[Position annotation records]
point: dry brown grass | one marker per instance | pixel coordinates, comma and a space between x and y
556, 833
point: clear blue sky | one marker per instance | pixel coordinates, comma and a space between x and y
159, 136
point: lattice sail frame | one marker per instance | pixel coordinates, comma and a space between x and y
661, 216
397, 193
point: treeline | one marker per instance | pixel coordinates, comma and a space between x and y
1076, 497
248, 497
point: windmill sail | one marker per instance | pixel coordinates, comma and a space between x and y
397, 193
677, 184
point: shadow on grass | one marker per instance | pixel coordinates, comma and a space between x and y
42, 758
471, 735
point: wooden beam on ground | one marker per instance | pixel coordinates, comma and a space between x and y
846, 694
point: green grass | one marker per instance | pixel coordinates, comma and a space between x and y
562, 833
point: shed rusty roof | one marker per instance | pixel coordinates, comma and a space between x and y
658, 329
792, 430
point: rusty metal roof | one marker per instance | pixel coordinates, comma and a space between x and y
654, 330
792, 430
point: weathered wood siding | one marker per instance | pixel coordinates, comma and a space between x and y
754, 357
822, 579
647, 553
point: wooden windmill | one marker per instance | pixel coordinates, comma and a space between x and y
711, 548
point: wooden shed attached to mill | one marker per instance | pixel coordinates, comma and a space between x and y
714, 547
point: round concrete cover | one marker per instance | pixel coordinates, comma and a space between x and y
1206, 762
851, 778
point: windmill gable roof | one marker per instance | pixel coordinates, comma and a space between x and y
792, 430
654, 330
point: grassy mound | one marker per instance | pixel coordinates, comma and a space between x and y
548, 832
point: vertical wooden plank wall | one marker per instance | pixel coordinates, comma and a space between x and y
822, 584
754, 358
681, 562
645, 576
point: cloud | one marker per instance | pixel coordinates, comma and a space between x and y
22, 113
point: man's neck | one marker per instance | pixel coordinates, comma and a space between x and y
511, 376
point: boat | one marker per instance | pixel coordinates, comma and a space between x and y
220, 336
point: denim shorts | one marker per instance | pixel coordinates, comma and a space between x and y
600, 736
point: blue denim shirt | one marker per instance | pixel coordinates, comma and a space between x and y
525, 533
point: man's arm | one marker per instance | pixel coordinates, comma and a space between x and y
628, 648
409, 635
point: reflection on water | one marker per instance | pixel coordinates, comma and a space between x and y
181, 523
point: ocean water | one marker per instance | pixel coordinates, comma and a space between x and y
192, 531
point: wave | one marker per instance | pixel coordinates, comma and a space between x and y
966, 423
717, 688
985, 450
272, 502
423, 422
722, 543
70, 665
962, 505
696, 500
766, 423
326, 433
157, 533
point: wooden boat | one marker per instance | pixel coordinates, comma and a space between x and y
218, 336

* [Short exercise]
Extract every one of the records above and reproduce each line unchanged.

* [Task response]
point: dry brown grass | one marker per instance | pixel coordinates, comma and a space between x and y
556, 833
point: clear blue sky | one marker per instance | pixel coordinates, comma and a space between x and y
159, 136
point: lattice sail frame | one marker per instance | pixel coordinates, comma and a space between x and y
661, 216
397, 193
point: treeline | one marker per instance | pixel coordinates, comma and a space between x and y
1076, 497
248, 497
point: windmill sail | one marker per instance | pixel coordinates, comma and a space between x and y
397, 193
677, 184
point: shadow on grass | one marker per instance | pixel coordinates, comma and a space between x and y
42, 758
471, 735
point: wooden beam on ground | one marker per instance | pixel coordinates, comma and a space between x and y
846, 694
point: green grass | one marker per instance | pixel coordinates, comma and a space between x and y
562, 833
point: shed rusty roof | one marker per instance | pixel coordinates, comma and a space between x and y
658, 329
792, 430
point: rusty metal roof | one marker per instance | pixel coordinates, comma and a space between x and y
654, 330
792, 430
point: weathered wood siding | one marker per instance | pixel coordinates, comma and a space between x and y
754, 357
822, 579
647, 553
point: wooden windmill | one marker per instance | pixel coordinates, comma and a space between x and y
711, 548
point: wooden shed attached to mill | one marker per instance | pixel coordinates, comma and a space between x and y
714, 547
point: round concrete cover | one marker per instance | pixel coordinates, comma and a space between x and y
1206, 762
851, 778
point: windmill gable roof | one marker per instance | pixel coordinates, comma and a space between x and y
792, 430
654, 330
point: grassy mound | one marker per instance | pixel coordinates, comma and a space between x and y
548, 832
point: vertical wooden plank wall | one marker per instance | pixel coordinates, comma and a space between x and y
822, 584
754, 358
681, 562
645, 576
point: cloud | one marker per instance | pixel coordinates, comma and a space between x and y
22, 113
point: man's neck | one marker per instance | pixel coordinates, comma and a space between x and y
511, 376
point: boat | one marker per instance | pixel coordinates, comma and a space between x and y
220, 336
point: denim shorts | one marker per instance | pixel coordinates, comma and a space between x and y
600, 736
point: blue denim shirt | one marker per instance | pixel coordinates, comma and a space between x and y
525, 533
point: man's arm | one marker per instance | pixel coordinates, comma and a space between x and y
628, 648
409, 635
point: reflection on water | one marker per instance | pixel coordinates, comma and a space between x and y
181, 523
point: ocean water | one marker per instance | pixel coordinates, comma and a space between x and y
192, 531
point: wave | one marker per instance | pixel coordinates, comma and a space between x and y
966, 423
717, 688
985, 450
272, 502
423, 422
722, 543
70, 665
962, 505
696, 500
766, 423
326, 433
157, 533
point: wooden boat | one marker per instance | pixel coordinates, comma and a space between x and y
218, 336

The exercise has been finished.